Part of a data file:
(begin)

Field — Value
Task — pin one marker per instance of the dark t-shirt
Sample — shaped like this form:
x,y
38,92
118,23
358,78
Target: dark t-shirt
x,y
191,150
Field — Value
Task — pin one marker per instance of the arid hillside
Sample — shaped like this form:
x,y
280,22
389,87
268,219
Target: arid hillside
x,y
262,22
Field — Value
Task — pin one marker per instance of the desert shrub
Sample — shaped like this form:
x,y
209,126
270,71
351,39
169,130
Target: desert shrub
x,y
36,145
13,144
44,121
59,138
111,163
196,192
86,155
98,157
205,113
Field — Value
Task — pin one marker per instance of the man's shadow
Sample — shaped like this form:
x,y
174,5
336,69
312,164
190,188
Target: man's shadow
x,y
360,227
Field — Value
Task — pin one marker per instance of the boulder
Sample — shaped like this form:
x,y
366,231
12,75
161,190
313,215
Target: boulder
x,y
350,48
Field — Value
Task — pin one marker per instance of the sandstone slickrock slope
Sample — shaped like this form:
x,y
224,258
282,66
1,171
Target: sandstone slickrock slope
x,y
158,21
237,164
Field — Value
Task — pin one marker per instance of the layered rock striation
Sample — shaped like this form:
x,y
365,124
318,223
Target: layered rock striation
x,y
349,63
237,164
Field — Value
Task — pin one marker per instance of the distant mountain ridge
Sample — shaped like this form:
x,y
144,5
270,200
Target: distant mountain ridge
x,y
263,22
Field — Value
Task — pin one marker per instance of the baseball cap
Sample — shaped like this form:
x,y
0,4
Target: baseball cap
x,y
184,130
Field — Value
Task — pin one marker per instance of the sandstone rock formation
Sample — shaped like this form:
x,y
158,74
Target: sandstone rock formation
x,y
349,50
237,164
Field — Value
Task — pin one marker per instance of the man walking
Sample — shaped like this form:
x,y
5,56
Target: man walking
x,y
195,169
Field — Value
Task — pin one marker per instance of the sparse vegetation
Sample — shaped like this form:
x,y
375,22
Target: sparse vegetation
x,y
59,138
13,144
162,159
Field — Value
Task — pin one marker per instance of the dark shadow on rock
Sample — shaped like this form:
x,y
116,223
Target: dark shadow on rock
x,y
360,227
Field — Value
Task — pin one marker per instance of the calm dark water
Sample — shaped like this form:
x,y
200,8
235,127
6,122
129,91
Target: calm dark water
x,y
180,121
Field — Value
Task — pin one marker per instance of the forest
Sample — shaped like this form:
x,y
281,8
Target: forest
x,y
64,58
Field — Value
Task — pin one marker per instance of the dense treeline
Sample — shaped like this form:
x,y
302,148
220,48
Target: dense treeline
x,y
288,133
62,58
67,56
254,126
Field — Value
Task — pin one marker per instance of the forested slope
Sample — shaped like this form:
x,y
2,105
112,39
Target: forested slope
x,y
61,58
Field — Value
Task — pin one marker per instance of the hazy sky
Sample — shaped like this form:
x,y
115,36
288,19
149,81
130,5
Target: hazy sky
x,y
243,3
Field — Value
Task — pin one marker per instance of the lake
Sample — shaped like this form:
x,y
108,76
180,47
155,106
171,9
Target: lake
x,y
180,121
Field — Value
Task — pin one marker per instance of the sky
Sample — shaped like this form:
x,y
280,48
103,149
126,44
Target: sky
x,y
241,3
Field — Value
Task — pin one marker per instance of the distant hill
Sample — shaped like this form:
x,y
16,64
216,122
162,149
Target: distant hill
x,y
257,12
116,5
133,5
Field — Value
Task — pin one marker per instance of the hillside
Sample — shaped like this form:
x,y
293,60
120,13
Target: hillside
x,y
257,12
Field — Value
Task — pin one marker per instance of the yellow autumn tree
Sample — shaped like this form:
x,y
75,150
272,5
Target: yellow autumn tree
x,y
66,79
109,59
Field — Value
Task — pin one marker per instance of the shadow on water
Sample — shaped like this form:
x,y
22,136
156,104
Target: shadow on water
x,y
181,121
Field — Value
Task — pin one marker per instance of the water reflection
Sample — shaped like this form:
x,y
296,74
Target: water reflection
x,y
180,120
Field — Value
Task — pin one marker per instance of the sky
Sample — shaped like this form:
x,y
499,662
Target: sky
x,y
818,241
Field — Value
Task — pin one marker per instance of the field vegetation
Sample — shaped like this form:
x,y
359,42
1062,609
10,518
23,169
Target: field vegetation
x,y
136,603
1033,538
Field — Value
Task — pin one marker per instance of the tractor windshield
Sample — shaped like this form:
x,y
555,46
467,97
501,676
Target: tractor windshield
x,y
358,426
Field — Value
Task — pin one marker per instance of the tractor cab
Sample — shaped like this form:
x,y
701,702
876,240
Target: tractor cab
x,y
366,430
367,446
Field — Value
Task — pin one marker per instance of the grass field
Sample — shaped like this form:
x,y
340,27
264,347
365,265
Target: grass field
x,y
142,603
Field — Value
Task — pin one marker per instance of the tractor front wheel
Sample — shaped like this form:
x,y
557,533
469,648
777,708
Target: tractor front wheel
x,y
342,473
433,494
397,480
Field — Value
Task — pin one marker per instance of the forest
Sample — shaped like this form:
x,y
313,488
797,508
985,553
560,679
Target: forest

(end)

= WHAT THE TASK REQUIRES =
Write the entries again, exactly as they stand.

= ANSWER TO THIS PROBLEM =
Field — Value
Task — pin one marker per instance of the dark t-shirt
Sample — shaped like this form:
x,y
38,92
118,23
358,78
Target: dark t-shirt
x,y
191,150
Field — Value
Task — pin one marker per instance of the arid hillside
Sample — shaped like this form:
x,y
280,22
389,87
268,219
Target: arid hillside
x,y
262,22
Field — Value
Task — pin one marker per instance of the desert shrub
Sample — shaped like this form:
x,y
209,126
270,71
351,39
169,130
Target: desert shrub
x,y
36,145
13,144
44,121
59,138
111,163
196,192
86,155
98,157
205,113
Field — Value
Task — pin one marker per instance of the man's shadow
Sample — shaped like this form:
x,y
174,5
336,69
312,164
190,188
Target: man's shadow
x,y
360,227
Field — Value
Task — pin one marker per instance of the boulder
Sample — shaped like this form:
x,y
366,231
12,75
161,190
313,215
Target: boulder
x,y
350,48
Field — Value
Task — pin one marker per instance of the sandstone slickrock slope
Sample — shaped like this form:
x,y
224,258
282,66
1,171
Target: sandstone slickrock slope
x,y
158,21
237,164
Field — Value
Task — pin one marker per instance of the layered rock striation
Sample — shaped like this form:
x,y
365,124
318,223
Target: layered rock striation
x,y
349,63
237,164
Field — Value
Task — pin one marker per instance of the distant mountain ridge
Sample — shaped like this form:
x,y
144,5
270,200
Target: distant mountain ridge
x,y
263,22
Field — Value
Task — pin one marker per instance of the baseball cap
Sample — shaped like this form:
x,y
0,4
Target: baseball cap
x,y
184,130
Field — Value
Task — pin one marker per instance of the sandstone rock formation
Sample — shaped like this form:
x,y
158,74
Target: sandstone rock formation
x,y
349,50
237,164
Field — Value
Task — pin one marker per instance of the man walking
Sample — shaped like this form:
x,y
5,56
Target: man walking
x,y
195,169
Field — Value
Task — pin one marker per instance of the sparse vegetation
Sample — shaped like this form:
x,y
375,22
Target: sparse vegetation
x,y
59,138
13,144
162,159
Field — Value
Task — pin one marker per instance of the dark shadow on rock
Sample — shaped like this form:
x,y
116,223
Target: dark shadow on rock
x,y
360,227
Field — Value
Task — pin one marker per instance of the calm dark water
Sample — shaped like this form:
x,y
200,8
235,127
6,122
129,91
Target: calm dark water
x,y
180,121
Field — Value
Task — pin one marker per instance of the forest
Sample — shaped like this form:
x,y
281,8
Target: forest
x,y
64,58
Field — Value
Task — pin one marker per instance of the dense treeline
Sample — shaped like this form:
x,y
302,148
220,48
Target: dense treeline
x,y
288,133
62,58
67,56
254,126
Field — Value
Task — pin one marker per instance of the forested slope
Sample — shaped like this form:
x,y
2,105
112,39
Target: forested slope
x,y
61,58
Field — Value
Task — pin one marker per instance of the hazy sky
Sample — shaped like this form:
x,y
115,36
288,19
149,81
130,5
Target: hazy sky
x,y
243,3
Field — Value
Task — pin one marker per instance of the lake
Sample — shaped like this form:
x,y
108,76
180,47
155,106
171,9
Target: lake
x,y
180,121
Field — Value
Task — pin one marker per instance of the sky
Sample — shaped like this form:
x,y
280,48
103,149
126,44
Target: sky
x,y
241,3
Field — Value
Task — pin one marker per instance of the distant hill
Sample — shaped like this form:
x,y
16,64
216,122
162,149
Target: distant hill
x,y
257,12
116,5
133,5
Field — Value
Task — pin one marker per instance of the hillside
Sample — shaped like this form:
x,y
293,60
120,13
Target: hillside
x,y
257,12
Field — Value
Task — pin one marker per instance of the yellow autumn tree
Sample — shaped like this form:
x,y
75,150
272,5
Target: yellow autumn tree
x,y
66,79
109,59
Field — Value
Task — pin one marker per instance of the shadow on water
Sample — shaped like this form:
x,y
22,136
156,104
Target: shadow on water
x,y
181,121
Field — Value
Task — pin one marker per instance of the water reflection
Sample — shaped like this form:
x,y
296,74
Target: water reflection
x,y
180,120
Field — Value
Task — pin one marker per instance of the sky
Sample — shaped like this form:
x,y
499,662
Target: sky
x,y
818,241
Field — Value
Task — pin one marker per instance of the field vegetation
Sample — shaped like this form:
x,y
359,42
1062,609
10,518
23,169
Target: field vegetation
x,y
136,603
1033,538
Field — Value
Task — pin one marker per instance of the tractor windshield
Sample — shaped like this form:
x,y
555,46
467,97
501,676
Target: tractor windshield
x,y
358,426
Field — Value
Task — pin one marker per instance of the tractor cab
Sample — shaped like this form:
x,y
701,702
876,240
Target: tractor cab
x,y
366,430
367,446
Field — Value
Task — pin one marker per instance of the grass field
Sample — shaped like this form:
x,y
340,27
264,347
365,265
Target: grass field
x,y
142,603
Field — Value
Task — pin one marker per instance of the tractor front wheel
Sample — shaped like this form:
x,y
557,533
469,648
777,708
Target: tractor front wheel
x,y
342,473
433,494
397,480
Field — Value
Task — pin one marker per instance of the forest
Sample — shaped like this form:
x,y
313,488
797,508
985,553
560,679
Target: forest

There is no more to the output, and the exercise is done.